Pendidikan tentang kasih sayang yang diajarkan Rasulullah bukan hanya konsep belaka, namun telah terbukti dan teruji dalam tataran praktek. Kisah Umar bin Khatab dan Abu Bakar membawa kita pada bukti nyata hasil dari pendidikan baginda Rasul. Kisah ini adalah sebagian dari kisah teladan yang bertemakan empati dan bahagia melayani.

Dikisahkan Umar mengangkut sendiri karung gandum untuk diberikan kepada seorang ibu yang anaknya kelaparan(diriwayatkan bahwa ibu tersebut memasak batu untuk menghibur anaknya). Begitu pula dengan Abu Bakar yang membantu memerah susu kambing, walaupun ia sudah menduduki jabatan sebagai khalifah.

Betapa islam sangat mengutamakan kasih sayang. Mudah-mudahan Allah Swt menumbuh suburkan rasa kasih sayang sesama kita, tentu saja kasih sayang berdasarkan kepada kebersihan niat dan pengharapan yang terus di kembangkan terhadap ridho-Nya, sehingga pada saat nanti terbentuklah masyarakat yang kokoh yakni suatu masyarakat yang berdiri diatas pilar-pilar rasa kecintaan, solidaritas, partisipasi, dan keadilan. Seperti yang pernah Rasulullah bangun di Madinah yang disebut sebagai masyarakat madani (civilized society/masyarakat beradab) yang telah menjadi trend pembicaraan masa kini dan menjadi obsesi bangsa-bangsa di dunia. Wallahu a’lambishowwab.

Reviewed article by:
Melvina Amir

Part 1: Tumbuh Kembangkan Benih Cinta dan kasih Sayang

“Berbuat baiklah (kepada orang lain) sebagaimana Allah telah berbuat baik kepadamu”.(QS. Al Qashas(28):77

• Berbuatlah yang terbaik untuk saudara kita
• Berusaha membuat hati saudara kita gembira dalam naungan syariah Islam
• Perlihatkanlah selalu wajah ceria saat berjumpa dengannya, sekalipun sedang dirudung duka
• Tersenyumlah dengan ikhlas. “Sesungguhnya Allah membenci orang yang selalu berwajah muram di hadapan saudaranya.” (HR. Ad Dailami)
• Kita tidak akan dapat membahagiakan orang lain dengan harta yang banyak, tetapi kita bias membahagiakannya dengan wajah ceria dan akhlak yang mulia
• Pada saat berjumpa dengannya, maka kirimkanlah doa keselamatan baginya dengan mengucapkan salam kepadanya
• Berusahalah untuk mendahuluinya dalam mengucapkan salam
• Menjawab salamnya, karena ini merupakan kewajiban setiap muslim, selain itu jawaban kita akan membuat dirinya bergembira
• Jika salam kita tidak dijawab, katakanlah padanya dengan perkataan dan tekanan nada yang lembut: “menjawab salam adalah wajib. Patutlah engkau menjawab salamku agar gugur kewajibanmu.”

Butir identifikasi lokasi
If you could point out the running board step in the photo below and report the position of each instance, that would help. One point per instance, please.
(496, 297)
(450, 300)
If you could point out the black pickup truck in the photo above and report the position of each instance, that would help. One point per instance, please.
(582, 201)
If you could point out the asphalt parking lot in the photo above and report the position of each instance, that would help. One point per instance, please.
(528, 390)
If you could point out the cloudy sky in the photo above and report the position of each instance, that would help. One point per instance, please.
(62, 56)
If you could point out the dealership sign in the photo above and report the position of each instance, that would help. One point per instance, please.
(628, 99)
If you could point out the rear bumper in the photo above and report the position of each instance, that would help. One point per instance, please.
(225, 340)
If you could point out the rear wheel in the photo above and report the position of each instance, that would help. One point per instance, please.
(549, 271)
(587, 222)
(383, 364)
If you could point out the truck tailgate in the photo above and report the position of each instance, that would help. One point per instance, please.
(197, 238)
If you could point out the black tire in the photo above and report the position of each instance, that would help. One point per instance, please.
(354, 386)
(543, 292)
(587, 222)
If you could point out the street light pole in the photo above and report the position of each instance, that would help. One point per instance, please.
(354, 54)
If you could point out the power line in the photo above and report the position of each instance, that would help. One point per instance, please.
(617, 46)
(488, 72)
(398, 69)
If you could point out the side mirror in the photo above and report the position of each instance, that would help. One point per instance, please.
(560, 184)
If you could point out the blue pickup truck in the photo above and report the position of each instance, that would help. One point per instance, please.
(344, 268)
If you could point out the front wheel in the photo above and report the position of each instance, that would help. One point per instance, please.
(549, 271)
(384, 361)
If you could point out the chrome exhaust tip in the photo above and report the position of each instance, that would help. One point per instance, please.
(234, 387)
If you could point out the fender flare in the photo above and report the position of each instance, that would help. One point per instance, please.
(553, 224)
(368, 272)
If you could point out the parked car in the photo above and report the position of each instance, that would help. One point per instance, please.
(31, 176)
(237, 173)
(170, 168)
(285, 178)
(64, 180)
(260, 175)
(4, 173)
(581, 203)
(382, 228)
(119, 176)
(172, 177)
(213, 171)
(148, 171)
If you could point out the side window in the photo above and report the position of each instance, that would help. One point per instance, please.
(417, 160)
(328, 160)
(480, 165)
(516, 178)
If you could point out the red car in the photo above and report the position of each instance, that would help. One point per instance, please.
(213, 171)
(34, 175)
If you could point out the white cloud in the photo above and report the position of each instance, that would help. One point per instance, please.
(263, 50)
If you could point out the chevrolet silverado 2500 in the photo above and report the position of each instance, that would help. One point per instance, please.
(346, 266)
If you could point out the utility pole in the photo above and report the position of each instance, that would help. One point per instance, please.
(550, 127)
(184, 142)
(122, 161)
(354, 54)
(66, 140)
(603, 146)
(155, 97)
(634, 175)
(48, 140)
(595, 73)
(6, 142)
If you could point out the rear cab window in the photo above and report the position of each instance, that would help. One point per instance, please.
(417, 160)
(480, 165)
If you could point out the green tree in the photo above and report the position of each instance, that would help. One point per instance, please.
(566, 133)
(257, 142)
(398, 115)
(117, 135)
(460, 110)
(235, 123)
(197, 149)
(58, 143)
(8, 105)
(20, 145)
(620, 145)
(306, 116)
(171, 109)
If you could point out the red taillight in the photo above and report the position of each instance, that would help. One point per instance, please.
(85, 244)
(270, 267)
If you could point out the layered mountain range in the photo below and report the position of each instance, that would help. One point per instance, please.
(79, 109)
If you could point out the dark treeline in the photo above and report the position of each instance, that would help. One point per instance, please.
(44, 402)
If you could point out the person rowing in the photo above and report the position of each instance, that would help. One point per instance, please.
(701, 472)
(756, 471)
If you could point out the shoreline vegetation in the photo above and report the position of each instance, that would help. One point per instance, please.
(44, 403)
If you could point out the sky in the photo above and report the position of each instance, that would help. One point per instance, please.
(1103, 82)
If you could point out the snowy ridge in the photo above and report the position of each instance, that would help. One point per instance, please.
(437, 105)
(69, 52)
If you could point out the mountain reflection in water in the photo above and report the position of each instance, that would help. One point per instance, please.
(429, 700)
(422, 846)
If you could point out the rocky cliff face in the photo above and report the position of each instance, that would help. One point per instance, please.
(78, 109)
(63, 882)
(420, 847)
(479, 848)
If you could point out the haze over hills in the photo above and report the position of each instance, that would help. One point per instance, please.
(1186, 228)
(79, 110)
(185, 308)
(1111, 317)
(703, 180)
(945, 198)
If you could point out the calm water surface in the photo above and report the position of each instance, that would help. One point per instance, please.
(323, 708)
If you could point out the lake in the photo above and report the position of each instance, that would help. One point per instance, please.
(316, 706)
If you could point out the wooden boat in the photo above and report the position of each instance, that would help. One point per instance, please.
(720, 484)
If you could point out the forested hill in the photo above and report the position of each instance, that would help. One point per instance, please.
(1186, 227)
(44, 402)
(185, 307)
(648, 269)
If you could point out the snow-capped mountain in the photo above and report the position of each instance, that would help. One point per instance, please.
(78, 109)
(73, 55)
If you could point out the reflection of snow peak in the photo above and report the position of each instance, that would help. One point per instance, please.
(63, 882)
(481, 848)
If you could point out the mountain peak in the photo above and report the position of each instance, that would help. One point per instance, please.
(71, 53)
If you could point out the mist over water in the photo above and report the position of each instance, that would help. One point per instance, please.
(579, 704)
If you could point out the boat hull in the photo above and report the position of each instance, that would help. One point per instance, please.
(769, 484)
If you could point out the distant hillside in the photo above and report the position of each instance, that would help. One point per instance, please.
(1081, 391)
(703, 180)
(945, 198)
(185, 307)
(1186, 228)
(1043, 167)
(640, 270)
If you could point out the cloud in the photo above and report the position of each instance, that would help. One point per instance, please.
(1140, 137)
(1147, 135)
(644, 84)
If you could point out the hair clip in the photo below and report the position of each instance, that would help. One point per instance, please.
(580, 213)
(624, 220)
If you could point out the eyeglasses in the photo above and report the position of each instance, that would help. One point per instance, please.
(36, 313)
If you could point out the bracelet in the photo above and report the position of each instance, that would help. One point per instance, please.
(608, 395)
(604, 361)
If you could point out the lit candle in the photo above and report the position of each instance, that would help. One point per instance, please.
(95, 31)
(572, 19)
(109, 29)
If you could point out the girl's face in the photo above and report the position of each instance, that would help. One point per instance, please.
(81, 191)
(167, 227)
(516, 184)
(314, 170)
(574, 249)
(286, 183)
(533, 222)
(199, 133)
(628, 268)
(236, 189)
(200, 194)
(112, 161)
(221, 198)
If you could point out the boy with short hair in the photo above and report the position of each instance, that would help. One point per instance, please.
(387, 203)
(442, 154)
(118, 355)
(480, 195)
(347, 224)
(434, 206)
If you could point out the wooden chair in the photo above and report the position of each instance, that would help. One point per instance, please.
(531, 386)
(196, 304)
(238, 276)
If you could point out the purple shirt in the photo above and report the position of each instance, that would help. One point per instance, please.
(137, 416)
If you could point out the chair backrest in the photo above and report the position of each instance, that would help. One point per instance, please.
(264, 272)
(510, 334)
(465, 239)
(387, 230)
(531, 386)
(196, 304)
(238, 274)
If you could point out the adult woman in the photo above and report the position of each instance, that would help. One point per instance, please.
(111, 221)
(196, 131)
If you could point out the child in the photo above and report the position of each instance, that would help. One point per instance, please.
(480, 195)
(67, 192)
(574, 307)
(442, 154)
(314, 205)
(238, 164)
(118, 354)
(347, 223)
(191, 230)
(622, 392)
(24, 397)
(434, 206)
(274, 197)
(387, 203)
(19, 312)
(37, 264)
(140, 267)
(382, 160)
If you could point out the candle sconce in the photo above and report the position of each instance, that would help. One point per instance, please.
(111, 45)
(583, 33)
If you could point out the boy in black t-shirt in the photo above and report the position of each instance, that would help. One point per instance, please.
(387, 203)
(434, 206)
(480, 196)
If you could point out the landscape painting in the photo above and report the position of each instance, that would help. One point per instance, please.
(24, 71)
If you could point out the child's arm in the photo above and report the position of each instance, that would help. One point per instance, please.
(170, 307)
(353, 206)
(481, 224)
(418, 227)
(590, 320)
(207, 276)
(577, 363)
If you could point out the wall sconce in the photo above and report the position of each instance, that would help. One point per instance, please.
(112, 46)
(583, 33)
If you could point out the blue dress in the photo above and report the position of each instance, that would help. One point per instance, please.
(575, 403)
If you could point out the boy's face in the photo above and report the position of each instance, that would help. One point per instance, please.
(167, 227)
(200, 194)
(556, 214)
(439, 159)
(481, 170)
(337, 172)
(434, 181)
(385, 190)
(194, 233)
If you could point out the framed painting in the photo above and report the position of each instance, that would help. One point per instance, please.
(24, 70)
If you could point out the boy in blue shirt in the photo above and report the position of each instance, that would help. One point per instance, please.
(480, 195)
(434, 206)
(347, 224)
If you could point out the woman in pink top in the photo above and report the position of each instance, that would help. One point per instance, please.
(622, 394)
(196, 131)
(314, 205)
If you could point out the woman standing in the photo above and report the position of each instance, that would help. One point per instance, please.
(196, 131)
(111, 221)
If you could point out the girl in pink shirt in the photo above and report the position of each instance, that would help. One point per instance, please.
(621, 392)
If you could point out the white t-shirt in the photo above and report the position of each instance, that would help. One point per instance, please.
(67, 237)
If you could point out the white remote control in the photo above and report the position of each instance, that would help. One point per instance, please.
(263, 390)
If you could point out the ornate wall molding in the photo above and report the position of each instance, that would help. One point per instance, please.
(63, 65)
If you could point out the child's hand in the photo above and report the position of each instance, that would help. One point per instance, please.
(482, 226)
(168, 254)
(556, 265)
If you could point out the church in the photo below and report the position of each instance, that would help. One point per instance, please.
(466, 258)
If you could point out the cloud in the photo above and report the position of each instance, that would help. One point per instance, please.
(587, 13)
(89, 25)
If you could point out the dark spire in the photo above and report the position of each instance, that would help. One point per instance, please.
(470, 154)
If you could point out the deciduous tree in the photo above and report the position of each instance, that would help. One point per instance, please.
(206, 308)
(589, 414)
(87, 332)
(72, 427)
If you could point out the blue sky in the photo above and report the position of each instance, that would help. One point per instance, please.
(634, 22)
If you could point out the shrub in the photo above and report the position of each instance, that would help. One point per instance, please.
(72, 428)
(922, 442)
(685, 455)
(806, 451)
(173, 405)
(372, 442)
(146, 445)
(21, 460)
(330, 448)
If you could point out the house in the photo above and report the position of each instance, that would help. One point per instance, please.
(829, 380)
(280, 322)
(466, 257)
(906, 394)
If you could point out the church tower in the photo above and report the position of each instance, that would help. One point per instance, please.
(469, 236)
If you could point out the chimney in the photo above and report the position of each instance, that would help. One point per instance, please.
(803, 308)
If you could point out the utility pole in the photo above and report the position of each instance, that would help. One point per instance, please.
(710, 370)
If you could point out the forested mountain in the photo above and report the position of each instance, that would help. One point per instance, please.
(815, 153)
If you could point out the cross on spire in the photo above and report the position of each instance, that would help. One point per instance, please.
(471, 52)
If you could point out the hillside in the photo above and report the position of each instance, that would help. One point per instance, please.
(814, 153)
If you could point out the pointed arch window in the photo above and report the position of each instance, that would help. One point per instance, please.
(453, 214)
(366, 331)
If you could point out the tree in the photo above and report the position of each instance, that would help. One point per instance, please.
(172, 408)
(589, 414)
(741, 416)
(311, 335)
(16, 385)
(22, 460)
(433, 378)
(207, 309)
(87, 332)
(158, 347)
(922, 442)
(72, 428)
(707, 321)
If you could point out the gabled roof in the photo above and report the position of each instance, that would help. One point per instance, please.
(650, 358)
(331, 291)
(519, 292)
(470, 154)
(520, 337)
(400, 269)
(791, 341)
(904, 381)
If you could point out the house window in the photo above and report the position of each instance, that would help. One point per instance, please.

→ YANG PERLU DIKERJAKAN:
#1 Kutiplah bagian teks tentang kasih sayang yang dimulai dengan "Pendidikan tentang kasih" dan berlanjut sampai "dan bahagia melayani.".
#2 Tuliskan lanjutan teks tentang kasih sayang itu setelah kalimat terakhirnya.
Data di atas diambil dari sumber lain.

→ HASIL PENGERJAAN:
#1
Pendidikan tentang kasih sayang yang diajarkan Rasulullah bukan hanya konsep belaka, namun telah terbukti dan teruji dalam tataran praktek. Kisah Umar bin Khatab dan Abu Bakar membawa kita pada bukti nyata hasil dari pendidikan baginda Rasul. Kisah ini adalah sebagian dari kisah teladan yang bertemakan empati dan bahagia melayani.

#2
• Berikutnya, biasakanlah berjabatan tangan (dan dikuti dengan memberikan pelukan hangat). Hal ini akan menghilangkan rasa dengki di hati dan dari situ pula mudah-mudahan Allah berkenan mengampuni dosa diantara kita sebelum berpisah.
• Saling mendoakan antara kita dalam kebaikan saat berpisah dengan mengucapkan: (Allahumma aatinaa fidunyaa hasanatan wa fil aakhirati hasanatan wa qinaa’adza bannaar: Ya Allah, berikanlah kami kebaikan di dunia dan di akhirat dan lindungilah kami dari api neraka)
• Menitipkan salam antar sesama dapat lebih mempererat hubungan kita
• Menjawab dengan segera apabila saudara kita mengirim salam
• Jika sudah beberapa lama tidak saling berjumpa, tanyakanlah bagaimana keadaannya, sehingga akan menimbulkan perasaan saling perhatian antar sesama. “ Apabila dari saudara-saudaranya (para sahabatnya) tidak kelihatan dalam waktu tiga hari, Rasulullah menanyakan keadaannya. Jika ia dalam bepergian, beliau mendoakannya; jika tidak dalam bepergian, beliau mengunjunginya; dan jika ia sedang sakit, beliau menjenguknya.” (HR. Abu Ya’la dari Anas Ra. Untuk di zaman modern sekarang ini, kita dapat memanfaat teknologi sms, email, fs, fb, ym, dll.

Semoga dari perbuatan-perbuatan diatas akan tumbuh dan berkembangnya benih-benih cinta dan kasih sayang dalam Mahligai cinta-Nya diantara kita semua. Amin. (mv)

Part 2: Berikanlah Semua yang menjadi hak saudara kita

Setiap insan itu mempunyai hak dan kewajiban yang harus dipenuhinya. Biasanya sich, kebiasaan buruk yang ada dari mereka itu adalah suka menuntut haknya tanpa mau menunaikan apa yang menjadi kewajiban baginya. Bahkan, ketika mereka merasa mempunyai hak, akan menuntutnya dengan cara mendesak dan terkadang memaksa tanpa mau memahami apakah pihak yang dituntut bisa memenuhi haknya atau tidak.
Mereka tidak akan pernah berhenti menuntut sampai terpenuhi apa yang mereka inginkan. Jika mereka tidak mendapatkan apa yang dituntut, tidak jarang ia akan membenci pihak yang dia tuntut dan menganggapnya tidak bisa memahami dirinya.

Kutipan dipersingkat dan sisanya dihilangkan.